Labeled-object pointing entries
----

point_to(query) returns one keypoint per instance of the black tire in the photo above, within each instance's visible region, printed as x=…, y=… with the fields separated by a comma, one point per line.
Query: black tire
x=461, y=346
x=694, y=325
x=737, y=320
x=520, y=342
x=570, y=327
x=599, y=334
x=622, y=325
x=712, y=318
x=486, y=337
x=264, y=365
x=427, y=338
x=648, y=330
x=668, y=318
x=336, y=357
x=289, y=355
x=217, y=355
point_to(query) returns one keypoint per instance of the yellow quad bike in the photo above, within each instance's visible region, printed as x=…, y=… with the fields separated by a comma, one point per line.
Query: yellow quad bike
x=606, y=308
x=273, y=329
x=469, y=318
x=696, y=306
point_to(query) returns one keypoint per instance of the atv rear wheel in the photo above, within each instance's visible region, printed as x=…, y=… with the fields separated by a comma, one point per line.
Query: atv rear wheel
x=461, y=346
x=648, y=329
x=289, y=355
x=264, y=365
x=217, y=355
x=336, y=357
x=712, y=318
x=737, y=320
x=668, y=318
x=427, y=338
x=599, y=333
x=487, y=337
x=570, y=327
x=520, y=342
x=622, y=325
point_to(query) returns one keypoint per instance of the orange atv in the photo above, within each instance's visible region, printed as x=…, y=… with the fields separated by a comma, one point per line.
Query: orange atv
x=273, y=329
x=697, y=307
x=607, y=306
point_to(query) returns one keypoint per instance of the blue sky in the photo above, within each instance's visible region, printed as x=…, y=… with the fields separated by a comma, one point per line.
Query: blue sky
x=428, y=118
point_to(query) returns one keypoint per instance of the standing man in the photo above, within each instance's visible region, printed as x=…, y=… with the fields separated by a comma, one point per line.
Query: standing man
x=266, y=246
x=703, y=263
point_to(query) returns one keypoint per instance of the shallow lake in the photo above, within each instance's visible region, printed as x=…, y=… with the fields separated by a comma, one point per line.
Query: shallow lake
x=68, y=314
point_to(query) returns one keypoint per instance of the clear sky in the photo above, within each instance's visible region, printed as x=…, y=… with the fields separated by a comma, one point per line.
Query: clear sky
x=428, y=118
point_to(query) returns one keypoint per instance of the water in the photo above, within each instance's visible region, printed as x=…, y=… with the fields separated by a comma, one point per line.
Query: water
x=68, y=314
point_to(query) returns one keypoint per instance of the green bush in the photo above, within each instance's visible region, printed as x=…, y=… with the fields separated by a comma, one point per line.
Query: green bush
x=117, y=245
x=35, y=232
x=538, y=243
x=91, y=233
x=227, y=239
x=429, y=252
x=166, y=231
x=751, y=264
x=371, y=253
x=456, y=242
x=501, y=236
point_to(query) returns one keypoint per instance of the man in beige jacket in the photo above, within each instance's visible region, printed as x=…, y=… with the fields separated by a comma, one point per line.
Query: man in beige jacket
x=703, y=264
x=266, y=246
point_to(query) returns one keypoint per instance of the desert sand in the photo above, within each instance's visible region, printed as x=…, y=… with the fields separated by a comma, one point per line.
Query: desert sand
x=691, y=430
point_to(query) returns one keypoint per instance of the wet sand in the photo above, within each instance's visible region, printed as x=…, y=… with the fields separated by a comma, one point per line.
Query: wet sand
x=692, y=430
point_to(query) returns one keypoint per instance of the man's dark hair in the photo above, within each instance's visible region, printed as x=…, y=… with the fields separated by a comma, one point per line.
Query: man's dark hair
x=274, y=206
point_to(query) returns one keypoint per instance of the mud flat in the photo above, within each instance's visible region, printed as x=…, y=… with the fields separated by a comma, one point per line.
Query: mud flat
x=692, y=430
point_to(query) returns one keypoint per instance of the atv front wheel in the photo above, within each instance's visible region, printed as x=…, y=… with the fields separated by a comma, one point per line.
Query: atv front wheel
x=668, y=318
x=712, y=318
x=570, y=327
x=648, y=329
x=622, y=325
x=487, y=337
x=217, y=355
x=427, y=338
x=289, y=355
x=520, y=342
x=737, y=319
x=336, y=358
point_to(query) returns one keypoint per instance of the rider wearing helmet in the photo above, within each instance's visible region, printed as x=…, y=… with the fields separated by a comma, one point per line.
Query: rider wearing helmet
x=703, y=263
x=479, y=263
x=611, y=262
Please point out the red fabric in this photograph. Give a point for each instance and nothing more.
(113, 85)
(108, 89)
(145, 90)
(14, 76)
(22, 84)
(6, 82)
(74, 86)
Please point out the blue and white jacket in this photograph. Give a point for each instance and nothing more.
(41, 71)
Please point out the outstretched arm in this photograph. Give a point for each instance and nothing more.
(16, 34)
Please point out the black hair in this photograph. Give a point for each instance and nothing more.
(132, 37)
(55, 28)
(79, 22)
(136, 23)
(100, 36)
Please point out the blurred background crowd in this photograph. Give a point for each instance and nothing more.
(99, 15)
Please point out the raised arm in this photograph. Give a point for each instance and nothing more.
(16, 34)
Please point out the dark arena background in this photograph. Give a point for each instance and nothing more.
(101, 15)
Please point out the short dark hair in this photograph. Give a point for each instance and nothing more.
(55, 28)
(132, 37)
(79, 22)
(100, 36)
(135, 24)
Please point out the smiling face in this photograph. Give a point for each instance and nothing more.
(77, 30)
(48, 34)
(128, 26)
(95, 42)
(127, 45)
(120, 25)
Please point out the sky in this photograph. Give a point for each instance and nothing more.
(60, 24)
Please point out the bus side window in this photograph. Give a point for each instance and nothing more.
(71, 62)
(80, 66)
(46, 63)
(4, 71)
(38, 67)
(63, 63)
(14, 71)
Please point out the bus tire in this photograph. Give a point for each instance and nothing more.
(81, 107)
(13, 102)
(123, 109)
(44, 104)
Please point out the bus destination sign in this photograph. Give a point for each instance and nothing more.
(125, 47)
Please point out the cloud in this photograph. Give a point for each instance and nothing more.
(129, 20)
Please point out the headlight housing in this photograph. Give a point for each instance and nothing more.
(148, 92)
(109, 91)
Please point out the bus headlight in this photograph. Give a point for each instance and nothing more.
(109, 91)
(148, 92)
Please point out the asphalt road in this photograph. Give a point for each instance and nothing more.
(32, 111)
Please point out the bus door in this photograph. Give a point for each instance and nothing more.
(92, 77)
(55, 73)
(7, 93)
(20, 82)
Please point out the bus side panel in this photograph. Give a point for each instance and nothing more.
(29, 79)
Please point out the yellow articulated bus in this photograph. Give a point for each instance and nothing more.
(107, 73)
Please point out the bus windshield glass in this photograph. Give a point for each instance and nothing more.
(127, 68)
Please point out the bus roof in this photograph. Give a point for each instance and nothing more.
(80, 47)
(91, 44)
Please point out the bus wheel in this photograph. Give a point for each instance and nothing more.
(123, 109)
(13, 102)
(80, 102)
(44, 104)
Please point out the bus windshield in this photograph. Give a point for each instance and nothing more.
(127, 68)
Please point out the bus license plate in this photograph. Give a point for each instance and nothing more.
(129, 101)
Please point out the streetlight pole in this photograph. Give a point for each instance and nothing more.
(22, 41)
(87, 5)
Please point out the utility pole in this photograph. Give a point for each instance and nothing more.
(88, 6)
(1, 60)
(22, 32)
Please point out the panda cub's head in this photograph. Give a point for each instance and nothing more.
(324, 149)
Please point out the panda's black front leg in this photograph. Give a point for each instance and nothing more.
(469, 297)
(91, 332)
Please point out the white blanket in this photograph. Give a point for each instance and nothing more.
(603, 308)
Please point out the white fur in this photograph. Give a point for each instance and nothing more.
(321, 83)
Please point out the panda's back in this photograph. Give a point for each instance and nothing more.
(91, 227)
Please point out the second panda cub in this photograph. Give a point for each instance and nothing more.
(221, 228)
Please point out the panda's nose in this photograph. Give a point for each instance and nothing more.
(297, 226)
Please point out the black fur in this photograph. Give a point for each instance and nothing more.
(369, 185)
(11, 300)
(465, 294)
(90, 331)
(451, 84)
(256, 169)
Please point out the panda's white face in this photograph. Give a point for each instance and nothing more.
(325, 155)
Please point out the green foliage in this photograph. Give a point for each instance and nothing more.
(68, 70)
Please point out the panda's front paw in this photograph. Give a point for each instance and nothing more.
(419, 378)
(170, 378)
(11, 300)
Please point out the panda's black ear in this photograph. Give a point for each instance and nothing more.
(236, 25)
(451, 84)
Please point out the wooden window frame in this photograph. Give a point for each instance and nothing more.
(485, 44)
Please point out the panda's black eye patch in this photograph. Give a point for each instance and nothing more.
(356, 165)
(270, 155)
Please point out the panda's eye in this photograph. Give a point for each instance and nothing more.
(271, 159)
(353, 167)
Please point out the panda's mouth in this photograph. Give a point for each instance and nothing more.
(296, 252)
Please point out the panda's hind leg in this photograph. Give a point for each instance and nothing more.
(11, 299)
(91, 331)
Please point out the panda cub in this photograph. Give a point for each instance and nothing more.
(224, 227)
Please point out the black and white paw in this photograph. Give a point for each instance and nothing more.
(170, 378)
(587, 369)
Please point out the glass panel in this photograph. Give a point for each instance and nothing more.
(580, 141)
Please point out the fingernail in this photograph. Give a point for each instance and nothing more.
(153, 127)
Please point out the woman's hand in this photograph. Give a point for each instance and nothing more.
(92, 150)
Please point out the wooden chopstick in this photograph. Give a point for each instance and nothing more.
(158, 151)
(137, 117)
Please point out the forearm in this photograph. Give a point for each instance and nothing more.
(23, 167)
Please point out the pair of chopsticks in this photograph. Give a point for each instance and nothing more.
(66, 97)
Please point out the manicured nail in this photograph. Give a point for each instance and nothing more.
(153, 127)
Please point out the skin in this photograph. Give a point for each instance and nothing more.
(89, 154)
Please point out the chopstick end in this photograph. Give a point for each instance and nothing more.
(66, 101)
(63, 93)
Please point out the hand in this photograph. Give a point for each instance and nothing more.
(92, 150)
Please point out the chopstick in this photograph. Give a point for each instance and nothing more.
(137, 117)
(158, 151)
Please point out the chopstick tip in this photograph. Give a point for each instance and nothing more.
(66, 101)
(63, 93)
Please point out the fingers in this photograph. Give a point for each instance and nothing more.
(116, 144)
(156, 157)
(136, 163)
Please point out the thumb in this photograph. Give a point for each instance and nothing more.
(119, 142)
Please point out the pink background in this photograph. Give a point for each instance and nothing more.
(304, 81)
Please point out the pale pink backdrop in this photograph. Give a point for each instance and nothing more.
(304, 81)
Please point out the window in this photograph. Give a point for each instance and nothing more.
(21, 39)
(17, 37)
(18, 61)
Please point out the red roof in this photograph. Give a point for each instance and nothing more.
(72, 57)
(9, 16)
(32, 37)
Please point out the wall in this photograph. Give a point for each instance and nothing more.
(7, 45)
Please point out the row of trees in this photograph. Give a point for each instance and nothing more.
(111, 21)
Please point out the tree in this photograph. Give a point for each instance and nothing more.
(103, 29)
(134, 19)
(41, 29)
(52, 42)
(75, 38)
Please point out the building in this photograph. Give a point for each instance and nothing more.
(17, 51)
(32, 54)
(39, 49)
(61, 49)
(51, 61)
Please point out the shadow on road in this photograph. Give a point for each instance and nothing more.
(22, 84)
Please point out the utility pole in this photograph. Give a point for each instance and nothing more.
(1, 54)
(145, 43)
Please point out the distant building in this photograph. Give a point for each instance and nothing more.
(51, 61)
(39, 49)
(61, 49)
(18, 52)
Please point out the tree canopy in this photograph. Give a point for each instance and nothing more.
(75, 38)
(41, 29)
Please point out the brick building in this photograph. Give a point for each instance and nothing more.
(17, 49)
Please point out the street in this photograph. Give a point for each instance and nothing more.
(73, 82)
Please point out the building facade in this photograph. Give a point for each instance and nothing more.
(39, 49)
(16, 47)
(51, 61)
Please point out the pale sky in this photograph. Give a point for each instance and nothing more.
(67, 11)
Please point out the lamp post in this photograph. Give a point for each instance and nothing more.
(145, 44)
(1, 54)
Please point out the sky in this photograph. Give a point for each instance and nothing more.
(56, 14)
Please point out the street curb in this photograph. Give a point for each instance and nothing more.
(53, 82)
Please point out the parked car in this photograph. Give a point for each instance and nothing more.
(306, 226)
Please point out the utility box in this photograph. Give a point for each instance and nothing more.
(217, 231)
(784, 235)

----

> **What to produce**: Give back exactly the lines beginning at the one with "Please point out the distant" and ending at the final line of the material; both boundary lines belong in it.

> **Response**:
Please point out the distant building in this photograph. Give a point for each instance and nothing more.
(51, 61)
(39, 49)
(61, 49)
(18, 52)
Please point out the tree canopy in this photograph. Give a point for each instance and nothing more.
(75, 38)
(41, 29)
Please point out the brick building in this photograph. Give a point for each instance and nothing more.
(17, 49)
Please point out the street in this photograph. Give a point for each instance and nothing more.
(73, 82)
Please point out the building facade in this photograph. Give a point for each instance and nothing more.
(39, 49)
(16, 47)
(51, 61)
Please point out the pale sky in this photograph. Give a point for each instance and nothing more.
(67, 11)
Please point out the lamp post in this photograph. Give a point for each instance and nothing more.
(145, 44)
(1, 54)
Please point out the sky in this photograph. Give a point for each instance and nothing more.
(56, 14)
Please point out the street curb in this photograph. Give a point for each instance and nothing more.
(53, 82)
Please point out the parked car in this photograph. Give a point for each instance and nothing more.
(306, 226)
Please point out the utility box in this photograph. Give a point for each instance and nothing more.
(217, 231)
(784, 235)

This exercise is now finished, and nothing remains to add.